Isso sem contar que os comportamentos e valores de uma pessoa podem mudar completamente se ela for colocada em um novo ambiente. Sim, isso mesmo: o ser humano tende a ter novas convicções se perceber que precisa ser aceito em um novo ambiente coletivo.

Todo esse pano de fundo sobre a complexidade humana foi exposto pela Sharp Capital na sua última carta anual, publicada esse mês e disponível aqui (aliás, as cartas da Sharp deveriam ser leitura obrigatória para todo investidor). São 10 páginas de conteúdo sobre a importância e a dificuldade de analisar as pessoas. A conclusão da Sharp sintetiza bem isso: “Ao investir em empresas, escolhemos não só negócios e valuations, mas também, pessoas. Quando as pessoas de uma organização se tornam sua principal vantagem competitiva, a distância em relação aos competidores raramente se reduz. É muito difícil copiar cultura e competência”.

Essa foi uma das melhores leituras que fiz nos últimos tempos, por isso preparei esta CompoundLetter com 6 lições que tirei da carta. A última é a mais especial.

LIÇÃO 1: Fuja de bullshiteiros

Não confunda pessoas inteligentes com pessoas espertas. As inteligentes têm boa memória, raciocínio lógico, habilidades matemáticas, seguem as regras. Já as espertas têm alto nível de empatia, detector de “bullshit”, organização, habilidades comunicativas, persuasão, consciência social e entende as consequências de seus atos.

“O mundo não para de evoluir em ‘intelligence’, mas, infelizmente, as polarizações, o viés de confirmação das redes sociais e a incapacidade típica de pensar por si próprio talvez estejam nos dragando para trás em ‘smart’”, escreve a Sharp.

Pense nisso: um analista sempre terá assimetria negativa de informação ao falar com o diretor de uma empresa, pois este saberá enaltecer as virtudes e esconder os riscos da própria empresa. Se você não for esperto e se especializar ao máximo em um tema, vai ser passado pra trás.

É óbvio que um analista sozinho não poderá saber o funcionamento detalhado de cada uma das empresas da bolsa. Por isso a importância de uma abordagem colaborativa neste trabalho. Por coincidência, isso é algo que usamos e muito aqui no Market Makers: temos acesso às mentes mais brilhantes de diversos setores da economia, o que nos faz ganhar muito tempo e acelera nosso aprendizado, facilitando tanto nossas entrevistas do podcast quanto nossas tomadas de decisão de investimentos.

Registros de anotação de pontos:

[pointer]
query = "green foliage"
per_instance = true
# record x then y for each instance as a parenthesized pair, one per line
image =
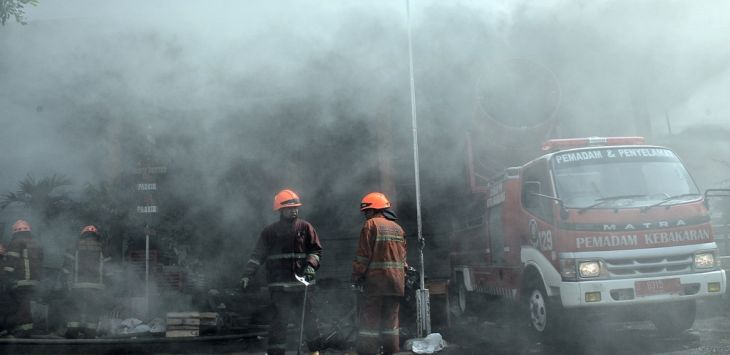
(41, 196)
(14, 8)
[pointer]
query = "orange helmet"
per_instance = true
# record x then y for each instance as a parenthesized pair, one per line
(21, 226)
(374, 200)
(286, 198)
(89, 229)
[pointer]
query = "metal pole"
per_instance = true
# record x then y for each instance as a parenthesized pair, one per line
(146, 271)
(304, 309)
(422, 297)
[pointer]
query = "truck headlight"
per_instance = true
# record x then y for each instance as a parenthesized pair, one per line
(704, 260)
(589, 268)
(567, 269)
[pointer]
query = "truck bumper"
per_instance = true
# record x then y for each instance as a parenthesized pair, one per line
(600, 293)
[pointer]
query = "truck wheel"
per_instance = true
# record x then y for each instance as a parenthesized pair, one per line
(674, 318)
(541, 310)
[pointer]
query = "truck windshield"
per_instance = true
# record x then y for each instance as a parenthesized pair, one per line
(638, 176)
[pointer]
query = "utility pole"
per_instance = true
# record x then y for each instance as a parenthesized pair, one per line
(422, 297)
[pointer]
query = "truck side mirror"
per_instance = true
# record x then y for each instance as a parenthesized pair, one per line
(715, 193)
(530, 189)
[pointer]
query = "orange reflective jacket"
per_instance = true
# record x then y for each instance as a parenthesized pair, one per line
(381, 257)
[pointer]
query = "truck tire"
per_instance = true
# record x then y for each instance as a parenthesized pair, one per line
(674, 318)
(543, 313)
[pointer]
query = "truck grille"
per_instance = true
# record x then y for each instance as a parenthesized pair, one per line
(649, 266)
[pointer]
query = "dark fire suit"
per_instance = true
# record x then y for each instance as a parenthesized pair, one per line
(379, 266)
(84, 269)
(22, 272)
(287, 248)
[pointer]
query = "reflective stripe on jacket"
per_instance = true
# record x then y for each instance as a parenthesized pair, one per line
(23, 261)
(285, 248)
(380, 260)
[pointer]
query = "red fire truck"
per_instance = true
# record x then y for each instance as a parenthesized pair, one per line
(594, 225)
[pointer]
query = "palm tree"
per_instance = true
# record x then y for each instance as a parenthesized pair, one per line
(40, 196)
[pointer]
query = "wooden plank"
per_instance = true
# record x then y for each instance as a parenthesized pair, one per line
(183, 315)
(181, 333)
(186, 321)
(183, 327)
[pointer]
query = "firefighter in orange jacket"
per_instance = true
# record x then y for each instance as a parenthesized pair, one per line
(288, 247)
(84, 269)
(22, 272)
(379, 267)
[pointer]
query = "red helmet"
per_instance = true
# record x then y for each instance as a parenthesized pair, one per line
(286, 198)
(89, 229)
(374, 200)
(21, 226)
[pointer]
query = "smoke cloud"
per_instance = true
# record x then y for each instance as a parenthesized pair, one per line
(239, 100)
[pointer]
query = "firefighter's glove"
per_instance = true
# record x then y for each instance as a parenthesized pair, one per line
(309, 273)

O que fazer |
a) Enumere todas as linhas dos registros em que aparece a palavra "pole".
b) Prossiga com o texto sobre as lições de investimento tiradas da carta anual da Sharp Capital, a partir do ponto em que ele termina.
O texto e os registros têm origens diferentes.

Conjunto de respostas |
a)
query = "metal pole"
query = "utility pole"

b)
LIÇÃO 2: Cuidado com o CEO que nunca errou

Essa é simples: quando o diretor de uma empresa discorre sobre suas conquistas e aparenta nunca ter errado, não se coloca em dúvida e não gosta de ser questionado e desafiado, é indício de predomínio da politicagem. Sem enfrentar a verdade, não há diagnóstico preciso, não há correção de rota, não há meritocracia. 

Acompanhou uma teleconferência, entrevista ou até podcast em que o diretor da empresa esquivou-se de uma pergunta difícil ou demonstrou desconforto com uma crítica? Fique esperto, esse aí dificilmente passará na análise humana.

LIÇÃO 3: Atenção ao alinhamento OBJETIVO dos diretores com a empresa

A melhor forma de uma empresa conquistar a confiança dos investidores é demonstrar que está alinhada com eles. E se o objetivo do investidor é maximizar o retorno do capital investido, nada mais justo (e até simples) para uma empresa do que fazer com que seus diretores tenham a remuneração atrelada ao sucesso da empresa – via bônus e/ou pagamento de ações.

Qual é o problema disso: vários, na verdade. 1) bônus podem ter pouca variabilidade; 2) executivos podem manipular metas para justificar (ou impedir) um atingimento; 3) Pagamento via ações muitas vezes funciona mais como forma de reter um funcionário insatisfeito (como se fosse um “dinheiro futuro”) do que alinhá-lo por incentivo.

Estar objetivamente alinhado é melhor do que não estar, mas fique atento pra não cair na falácia do “skin in the game”, que é quando o diretor diz ter ações da empresa mas aquilo é uma parcela ínfima do seu patrimônio pessoal ou um pedaço irrelevante da sua remuneração anual. 

LIÇÃO 4: Atenção ao alinhamento SUBJETIVO dos diretores com a empresa

Essa lição é quase uma consequência da falácia do skin in the game que citei acima. Um CEO, mesmo que alinhado com os interesses do investidor, pode ter um “desalinhamento psicológico” caso ganhe tanto dinheiro a ponto de não querer mais trabalhar. As ausências no escritório começam a ser mais comuns, chega mais tarde e sai mais cedo, tira mais “day offs” e férias, vira subcelebridade… enfim, se acomoda.

Mesmo alinhado OBJETIVAMENTE, o alinhamento PSICOLÓGICO não existe mais. E não me venha com papo de que isso é “saber delegar”: nada espalha mais a cultura de uma empresa para todos os colaboradores do que o exemplo. Se o CEO está lá todo dia mesmo com a vida feita, isso contagia o resto da empresa; da mesma forma, se o CEO está mais presente no Instagram do que no escritório, isso contamina a empresa.

A Sharp traz uma matemática simples sobre isso: “em mercados competitivos, vemos uma certa arrogância associada a se trabalhar pouco. Um executivo que trabalha 20% menos horas que seus pares deveria, teoricamente, supor ser 25% mais produtivo para alcançar o mesmo resultado que o competidor”.

LIÇÃO 5: Atenção aos conselheiros

“Um estudo publicado pelo atual secretário de reformas do Governo, Marcos Barbosa Pinto (2012), levantou informações de 315 companhias abertas brasileiras e notou que quanto menor a concentração da base acionáriamaior era a remuneração dos administradores e conselheiros”, escreve a Sharp.

As corporations, que são as empresas “sem dono”, pagam em média 80% a mais aos conselheiros e administradores do que empresas de controle definido. Não há uma solução pra isso, mas é importante que tenha isso em mente na hora de investir em uma empresa de capital pulverizado.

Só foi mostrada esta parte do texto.